_PETUNJUK TUGAS:_
1 – Menurut cerita tentang perceraian Don, apa penyebab perceraiannya yang pertama?
2 – Ulangi bagian cerita tentang perceraian Don yang terletak antara "Pada suatu malam, Don" dan "yang lain nyeletuk.", termasuk kedua bagian itu.

_TEKS BACAAN:_
Pada suatu malam, Don Silupahutang dan kawan- kawan ngobrol di sebuah kafe. Tanpa menunggu pertanyaan, Don yang terkenal doyan ngomong itu cerita perihal perceraian dengan istrinya yang ketiga. Ya, tiga kali kawin, tiga kali pula dia bercerai -- dengan berbagai dalih.
Perceraian pertama dulu, gara-garanya dia ketahuan selingkuh. Lalu kawin kedua, pecah lantaran si istri yang serong. nah, yang ketiga sekarang alasannya sebagai berikut.
“Coba kalian bayangkan, tiga bulan pertama perkawinan, oke-oke aje. Aku bicara, dia cuma dengar....”tuturnya.
“Terus, terus?” kata seorang kawannya.
“Masuk tiga bulan kedua, eh dia yang banyak bicara, dan aku jadi pendengar,” kata si Don.
“Wah, itu rumah tangga ideal, dong,” kawannya yang lain nyeletuk.
“Naaa..., pada tiga bulan ketiga. Kita saling rebutan bicara. Capek deh! Yang jadi pendengar malahan tetangga...”
“Ah, bisa saja kau bikin alasan untuk kawin lagi, sama tidak warasnya dengan cerita sinetron di televisi,” komentar kawan- kawannya.
Kemudian seorang kawannya mengajak Don agar lebih memahami makna sakral sebuah perkawinan. Dia tanya tentang cincin kawin: kok dipasang di jari manis?
“Yah, memang begitu dari zaman dulu,” kata si Don. “Apanya yang aneh?”
“Ini bukan soal aneh atau tidak,” sahut kawannya. “Tapi menyangkut makna hakiki dari ketemunya sepasang anak manusia.”

_BAHAN YANG DIBERIKAN:_
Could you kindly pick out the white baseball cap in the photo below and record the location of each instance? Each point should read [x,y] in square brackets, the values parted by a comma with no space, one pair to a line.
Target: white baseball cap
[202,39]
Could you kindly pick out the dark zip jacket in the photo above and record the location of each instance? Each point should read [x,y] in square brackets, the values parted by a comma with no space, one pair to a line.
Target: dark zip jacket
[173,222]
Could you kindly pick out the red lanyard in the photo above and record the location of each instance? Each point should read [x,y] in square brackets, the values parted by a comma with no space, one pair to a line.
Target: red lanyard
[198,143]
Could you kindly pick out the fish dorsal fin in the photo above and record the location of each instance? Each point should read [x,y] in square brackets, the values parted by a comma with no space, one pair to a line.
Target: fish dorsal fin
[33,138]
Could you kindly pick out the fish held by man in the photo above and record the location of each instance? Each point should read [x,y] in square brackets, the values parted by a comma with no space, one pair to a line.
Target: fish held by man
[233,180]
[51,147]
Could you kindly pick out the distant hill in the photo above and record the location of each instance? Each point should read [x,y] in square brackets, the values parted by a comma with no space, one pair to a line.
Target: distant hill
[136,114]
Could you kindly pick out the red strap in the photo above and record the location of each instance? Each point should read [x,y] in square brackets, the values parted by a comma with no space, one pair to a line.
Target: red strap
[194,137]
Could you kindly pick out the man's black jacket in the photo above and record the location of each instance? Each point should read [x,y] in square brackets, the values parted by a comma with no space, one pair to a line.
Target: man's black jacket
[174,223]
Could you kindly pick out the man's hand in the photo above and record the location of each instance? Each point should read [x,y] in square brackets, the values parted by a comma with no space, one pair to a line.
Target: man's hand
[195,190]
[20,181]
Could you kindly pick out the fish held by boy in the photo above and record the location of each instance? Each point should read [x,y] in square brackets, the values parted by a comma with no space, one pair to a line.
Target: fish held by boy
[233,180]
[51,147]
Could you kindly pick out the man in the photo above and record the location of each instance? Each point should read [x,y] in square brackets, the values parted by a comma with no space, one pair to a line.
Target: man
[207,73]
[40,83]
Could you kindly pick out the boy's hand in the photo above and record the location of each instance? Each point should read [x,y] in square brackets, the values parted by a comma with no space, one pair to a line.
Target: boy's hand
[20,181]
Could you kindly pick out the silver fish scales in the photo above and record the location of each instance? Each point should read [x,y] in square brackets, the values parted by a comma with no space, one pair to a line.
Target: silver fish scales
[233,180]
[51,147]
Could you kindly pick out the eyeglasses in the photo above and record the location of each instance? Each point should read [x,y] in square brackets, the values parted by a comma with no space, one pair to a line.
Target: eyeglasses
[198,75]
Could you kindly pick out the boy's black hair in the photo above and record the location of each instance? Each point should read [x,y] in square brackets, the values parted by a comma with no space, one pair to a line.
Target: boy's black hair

_JAWABAN TIAP TUGAS:_
1 – Dia ketahuan selingkuh.

2 –
Pada suatu malam, Don Silupahutang dan kawan- kawan ngobrol di sebuah kafe. Tanpa menunggu pertanyaan, Don yang terkenal doyan ngomong itu cerita perihal perceraian dengan istrinya yang ketiga. Ya, tiga kali kawin, tiga kali pula dia bercerai -- dengan berbagai dalih.
Perceraian pertama dulu, gara-garanya dia ketahuan selingkuh. Lalu kawin kedua, pecah lantaran si istri yang serong. nah, yang ketiga sekarang alasannya sebagai berikut.
“Coba kalian bayangkan, tiga bulan pertama perkawinan, oke-oke aje. Aku bicara, dia cuma dengar....”tuturnya.
“Terus, terus?” kata seorang kawannya.
“Masuk tiga bulan kedua, eh dia yang banyak bicara, dan aku jadi pendengar,” kata si Don.
“Wah, itu rumah tangga ideal, dong,” kawannya yang lain nyeletuk.